_Aim of the exercise_
Once the line containing "Target: water reflection" is found in the entries below, reproduce it and every line after it, stopping at and including the line containing "Target: eroded rock ledge"; reproduce nothing else, and keep each line exact.

[Stored data entries]

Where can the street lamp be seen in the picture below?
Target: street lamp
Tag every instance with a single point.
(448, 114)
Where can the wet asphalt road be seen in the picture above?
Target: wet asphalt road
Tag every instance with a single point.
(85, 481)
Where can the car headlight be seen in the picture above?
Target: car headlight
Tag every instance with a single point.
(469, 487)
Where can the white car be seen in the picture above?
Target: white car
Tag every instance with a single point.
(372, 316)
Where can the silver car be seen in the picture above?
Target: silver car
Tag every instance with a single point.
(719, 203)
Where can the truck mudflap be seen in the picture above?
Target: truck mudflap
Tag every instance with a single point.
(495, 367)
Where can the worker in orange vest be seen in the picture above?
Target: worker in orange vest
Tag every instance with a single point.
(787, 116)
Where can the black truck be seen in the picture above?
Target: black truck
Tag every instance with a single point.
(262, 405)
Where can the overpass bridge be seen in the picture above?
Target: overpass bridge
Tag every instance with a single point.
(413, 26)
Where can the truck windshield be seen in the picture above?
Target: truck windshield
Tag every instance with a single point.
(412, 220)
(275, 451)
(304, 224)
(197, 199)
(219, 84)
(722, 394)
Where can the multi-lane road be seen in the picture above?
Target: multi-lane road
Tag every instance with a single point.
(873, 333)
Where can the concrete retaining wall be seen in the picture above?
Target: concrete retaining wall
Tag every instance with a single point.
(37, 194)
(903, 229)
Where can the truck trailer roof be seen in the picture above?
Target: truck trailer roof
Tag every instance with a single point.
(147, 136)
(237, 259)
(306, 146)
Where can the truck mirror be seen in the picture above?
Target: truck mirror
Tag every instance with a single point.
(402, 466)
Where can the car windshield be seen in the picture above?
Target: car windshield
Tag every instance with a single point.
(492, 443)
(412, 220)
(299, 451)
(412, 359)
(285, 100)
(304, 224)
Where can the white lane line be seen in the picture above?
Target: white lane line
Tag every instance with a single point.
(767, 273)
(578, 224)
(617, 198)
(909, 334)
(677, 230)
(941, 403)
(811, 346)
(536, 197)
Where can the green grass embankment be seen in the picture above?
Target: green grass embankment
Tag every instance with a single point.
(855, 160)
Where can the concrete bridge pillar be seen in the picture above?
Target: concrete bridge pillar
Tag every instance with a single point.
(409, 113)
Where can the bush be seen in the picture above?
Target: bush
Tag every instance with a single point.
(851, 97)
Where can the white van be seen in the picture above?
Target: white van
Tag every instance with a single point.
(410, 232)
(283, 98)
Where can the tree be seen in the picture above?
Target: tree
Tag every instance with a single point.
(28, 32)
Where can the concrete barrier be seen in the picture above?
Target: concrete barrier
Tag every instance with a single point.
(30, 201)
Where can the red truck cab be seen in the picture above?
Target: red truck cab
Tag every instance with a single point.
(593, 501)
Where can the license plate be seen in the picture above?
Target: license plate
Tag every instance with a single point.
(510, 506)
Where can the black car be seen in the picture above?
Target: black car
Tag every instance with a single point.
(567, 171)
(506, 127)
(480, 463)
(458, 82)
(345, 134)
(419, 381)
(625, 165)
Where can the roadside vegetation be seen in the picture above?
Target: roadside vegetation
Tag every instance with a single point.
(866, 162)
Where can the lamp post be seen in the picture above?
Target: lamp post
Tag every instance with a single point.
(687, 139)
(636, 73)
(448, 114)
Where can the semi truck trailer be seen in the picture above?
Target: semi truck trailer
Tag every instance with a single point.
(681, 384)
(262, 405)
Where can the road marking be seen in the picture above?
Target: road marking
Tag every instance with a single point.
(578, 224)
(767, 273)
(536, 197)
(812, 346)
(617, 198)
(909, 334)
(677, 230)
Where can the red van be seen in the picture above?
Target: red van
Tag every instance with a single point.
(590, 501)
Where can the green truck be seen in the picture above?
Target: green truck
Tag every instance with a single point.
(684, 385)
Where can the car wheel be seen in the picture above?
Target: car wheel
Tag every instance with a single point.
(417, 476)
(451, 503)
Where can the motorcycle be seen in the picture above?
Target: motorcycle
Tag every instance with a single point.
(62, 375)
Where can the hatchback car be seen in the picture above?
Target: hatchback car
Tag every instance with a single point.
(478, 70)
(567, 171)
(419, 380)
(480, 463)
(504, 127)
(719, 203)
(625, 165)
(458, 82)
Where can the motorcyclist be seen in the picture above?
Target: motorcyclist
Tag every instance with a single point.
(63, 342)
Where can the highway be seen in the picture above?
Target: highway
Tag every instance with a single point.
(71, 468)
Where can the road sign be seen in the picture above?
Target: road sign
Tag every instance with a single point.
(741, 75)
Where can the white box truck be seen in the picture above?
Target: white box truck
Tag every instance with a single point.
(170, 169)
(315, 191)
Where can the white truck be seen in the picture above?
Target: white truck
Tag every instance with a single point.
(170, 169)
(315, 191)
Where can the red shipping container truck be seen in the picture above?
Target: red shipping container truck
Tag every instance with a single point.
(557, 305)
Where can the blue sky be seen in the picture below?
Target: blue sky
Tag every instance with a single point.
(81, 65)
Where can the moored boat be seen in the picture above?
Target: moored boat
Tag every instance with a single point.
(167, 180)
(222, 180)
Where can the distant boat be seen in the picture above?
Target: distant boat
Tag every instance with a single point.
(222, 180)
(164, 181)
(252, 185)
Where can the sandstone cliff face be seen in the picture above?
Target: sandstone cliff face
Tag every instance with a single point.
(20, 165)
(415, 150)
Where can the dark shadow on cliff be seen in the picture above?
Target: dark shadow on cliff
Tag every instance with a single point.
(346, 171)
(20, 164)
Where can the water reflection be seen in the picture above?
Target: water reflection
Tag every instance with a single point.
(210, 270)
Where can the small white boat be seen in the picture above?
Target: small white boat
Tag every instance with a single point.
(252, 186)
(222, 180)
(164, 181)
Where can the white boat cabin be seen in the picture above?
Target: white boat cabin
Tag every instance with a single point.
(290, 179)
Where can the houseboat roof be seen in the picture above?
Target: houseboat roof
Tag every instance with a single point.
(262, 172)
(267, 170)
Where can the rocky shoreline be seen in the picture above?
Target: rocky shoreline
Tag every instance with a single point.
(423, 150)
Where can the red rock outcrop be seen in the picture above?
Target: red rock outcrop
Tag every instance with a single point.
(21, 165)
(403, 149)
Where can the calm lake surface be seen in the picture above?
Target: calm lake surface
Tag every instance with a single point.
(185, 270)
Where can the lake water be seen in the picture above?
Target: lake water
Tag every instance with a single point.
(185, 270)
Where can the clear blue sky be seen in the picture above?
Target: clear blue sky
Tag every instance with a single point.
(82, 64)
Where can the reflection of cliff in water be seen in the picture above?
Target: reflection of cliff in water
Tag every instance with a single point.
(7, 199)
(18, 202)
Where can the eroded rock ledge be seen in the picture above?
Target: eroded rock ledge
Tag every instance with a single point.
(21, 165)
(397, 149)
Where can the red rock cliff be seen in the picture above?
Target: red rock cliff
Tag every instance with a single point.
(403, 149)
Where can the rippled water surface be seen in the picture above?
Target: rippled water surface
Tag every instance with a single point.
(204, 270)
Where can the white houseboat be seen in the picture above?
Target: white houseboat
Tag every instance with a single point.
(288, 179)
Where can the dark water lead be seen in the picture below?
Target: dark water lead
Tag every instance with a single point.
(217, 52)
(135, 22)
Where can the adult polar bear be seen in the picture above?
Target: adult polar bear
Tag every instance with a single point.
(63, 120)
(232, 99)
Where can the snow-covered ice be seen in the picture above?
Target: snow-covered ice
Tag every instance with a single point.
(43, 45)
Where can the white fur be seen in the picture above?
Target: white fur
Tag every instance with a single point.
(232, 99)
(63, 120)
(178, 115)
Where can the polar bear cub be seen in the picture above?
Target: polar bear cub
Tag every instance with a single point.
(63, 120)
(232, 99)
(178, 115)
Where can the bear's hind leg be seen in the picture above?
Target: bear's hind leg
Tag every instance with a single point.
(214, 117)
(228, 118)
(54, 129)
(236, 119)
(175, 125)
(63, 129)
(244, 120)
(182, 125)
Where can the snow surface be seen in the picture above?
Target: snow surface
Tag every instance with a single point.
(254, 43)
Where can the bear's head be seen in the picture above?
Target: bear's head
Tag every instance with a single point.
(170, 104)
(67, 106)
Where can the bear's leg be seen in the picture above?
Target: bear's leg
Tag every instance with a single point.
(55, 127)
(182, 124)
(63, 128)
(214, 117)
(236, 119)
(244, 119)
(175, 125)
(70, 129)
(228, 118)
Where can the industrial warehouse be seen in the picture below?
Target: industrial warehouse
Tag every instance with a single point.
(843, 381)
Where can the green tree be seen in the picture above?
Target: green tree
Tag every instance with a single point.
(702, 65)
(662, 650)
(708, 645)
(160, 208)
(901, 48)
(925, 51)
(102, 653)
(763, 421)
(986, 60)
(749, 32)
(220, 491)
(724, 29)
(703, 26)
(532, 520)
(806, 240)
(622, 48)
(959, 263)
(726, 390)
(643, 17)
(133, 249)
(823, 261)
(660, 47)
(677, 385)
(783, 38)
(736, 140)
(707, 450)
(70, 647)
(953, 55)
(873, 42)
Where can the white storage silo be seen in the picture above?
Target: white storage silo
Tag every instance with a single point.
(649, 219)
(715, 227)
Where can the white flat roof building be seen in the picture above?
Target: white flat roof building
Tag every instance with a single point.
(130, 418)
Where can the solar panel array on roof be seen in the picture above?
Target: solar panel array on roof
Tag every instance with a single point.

_Solution_
Target: water reflection
Tag every instance with a single point.
(210, 270)
Where can the small white boat be seen in the picture above?
Target: small white boat
Tag every instance with a single point.
(252, 186)
(222, 180)
(164, 181)
Where can the white boat cabin be seen in the picture above?
Target: white boat cabin
Tag every instance with a single point.
(290, 179)
Where can the houseboat roof be seen in the picture above?
Target: houseboat roof
Tag every instance with a single point.
(262, 172)
(267, 170)
Where can the rocky shoreline be seen in the picture above?
Target: rocky shoreline
Tag every instance with a single point.
(423, 150)
Where can the red rock outcrop be seen in the picture above?
Target: red rock outcrop
Tag every instance with a single point.
(21, 165)
(403, 149)
Where can the calm lake surface be seen in the picture above?
Target: calm lake surface
Tag every instance with a single point.
(185, 270)
Where can the lake water be seen in the picture above?
Target: lake water
Tag every instance with a single point.
(185, 270)
Where can the clear blue sky be seen in the picture above?
Target: clear blue sky
Tag every instance with a single point.
(82, 64)
Where can the reflection of cliff in water be seen in the picture above?
Target: reflection of cliff in water
Tag every instance with a single point.
(7, 199)
(18, 202)
Where can the eroded rock ledge be seen in the picture above?
Target: eroded rock ledge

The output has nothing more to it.